● WORK ITEM
Two lines in the data below mark the range: the one with "Target: brick paved sidewalk" and the one with "Place one keypoint per instance of the backpack". Return both, along with every line between them, exactly.

● SUPPLIED INFORMATION
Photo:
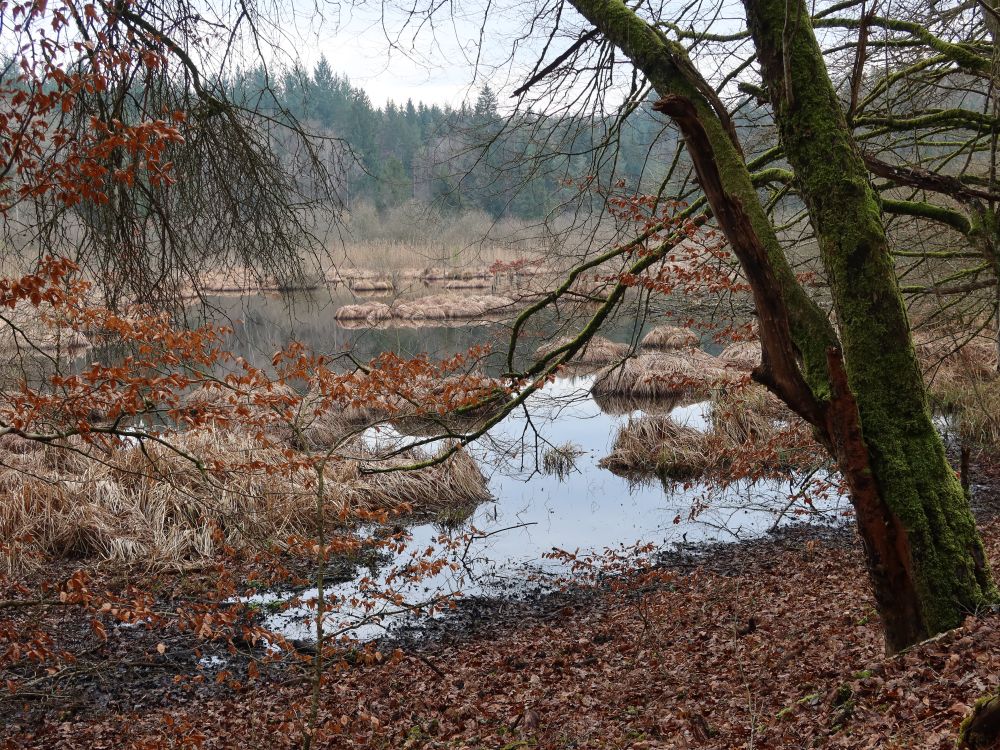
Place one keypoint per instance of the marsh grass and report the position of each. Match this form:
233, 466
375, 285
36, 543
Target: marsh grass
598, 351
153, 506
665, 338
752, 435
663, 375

---

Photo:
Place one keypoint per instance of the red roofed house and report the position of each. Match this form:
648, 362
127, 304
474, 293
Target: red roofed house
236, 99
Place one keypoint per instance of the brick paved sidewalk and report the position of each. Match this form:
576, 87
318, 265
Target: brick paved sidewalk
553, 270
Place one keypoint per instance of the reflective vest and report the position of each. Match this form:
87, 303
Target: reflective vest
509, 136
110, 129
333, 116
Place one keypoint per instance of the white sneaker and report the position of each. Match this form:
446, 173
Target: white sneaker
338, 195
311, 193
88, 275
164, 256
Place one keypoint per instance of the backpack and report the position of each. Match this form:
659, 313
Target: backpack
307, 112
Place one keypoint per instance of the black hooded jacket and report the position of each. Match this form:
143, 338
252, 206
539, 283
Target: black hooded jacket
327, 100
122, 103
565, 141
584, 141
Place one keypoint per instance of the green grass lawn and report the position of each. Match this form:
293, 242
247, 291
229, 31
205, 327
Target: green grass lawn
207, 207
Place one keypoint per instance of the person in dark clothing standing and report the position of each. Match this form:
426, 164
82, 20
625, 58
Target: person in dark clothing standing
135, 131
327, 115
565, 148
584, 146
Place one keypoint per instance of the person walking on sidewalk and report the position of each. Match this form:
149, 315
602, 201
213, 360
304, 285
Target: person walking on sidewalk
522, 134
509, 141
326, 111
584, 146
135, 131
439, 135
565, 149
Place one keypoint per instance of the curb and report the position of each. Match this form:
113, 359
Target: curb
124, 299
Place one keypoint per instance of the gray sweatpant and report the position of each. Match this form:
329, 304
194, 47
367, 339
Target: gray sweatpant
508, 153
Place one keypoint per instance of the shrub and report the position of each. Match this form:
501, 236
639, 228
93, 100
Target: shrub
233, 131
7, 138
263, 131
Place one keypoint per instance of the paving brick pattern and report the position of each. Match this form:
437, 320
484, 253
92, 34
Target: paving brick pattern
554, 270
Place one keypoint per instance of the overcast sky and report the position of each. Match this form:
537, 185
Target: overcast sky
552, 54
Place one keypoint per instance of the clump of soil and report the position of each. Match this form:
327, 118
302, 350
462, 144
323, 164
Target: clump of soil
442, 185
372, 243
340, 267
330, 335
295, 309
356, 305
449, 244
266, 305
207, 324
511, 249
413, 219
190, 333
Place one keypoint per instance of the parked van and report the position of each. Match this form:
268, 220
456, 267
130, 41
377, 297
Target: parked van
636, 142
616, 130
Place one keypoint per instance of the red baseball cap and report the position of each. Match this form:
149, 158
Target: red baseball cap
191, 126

● RESULT OF THE EXERCISE
Target: brick paved sidewalk
553, 270
Place one keypoint per instance of the reflective vest and report the position of each. Match this form:
87, 303
Target: reflective vest
509, 136
110, 129
333, 116
Place one keypoint per instance of the white sneaker and report the position of each. Match this form:
446, 173
Target: white sneaker
338, 195
311, 193
88, 275
164, 256
Place one keypoint per instance of the backpack and report the position of each. Match this form:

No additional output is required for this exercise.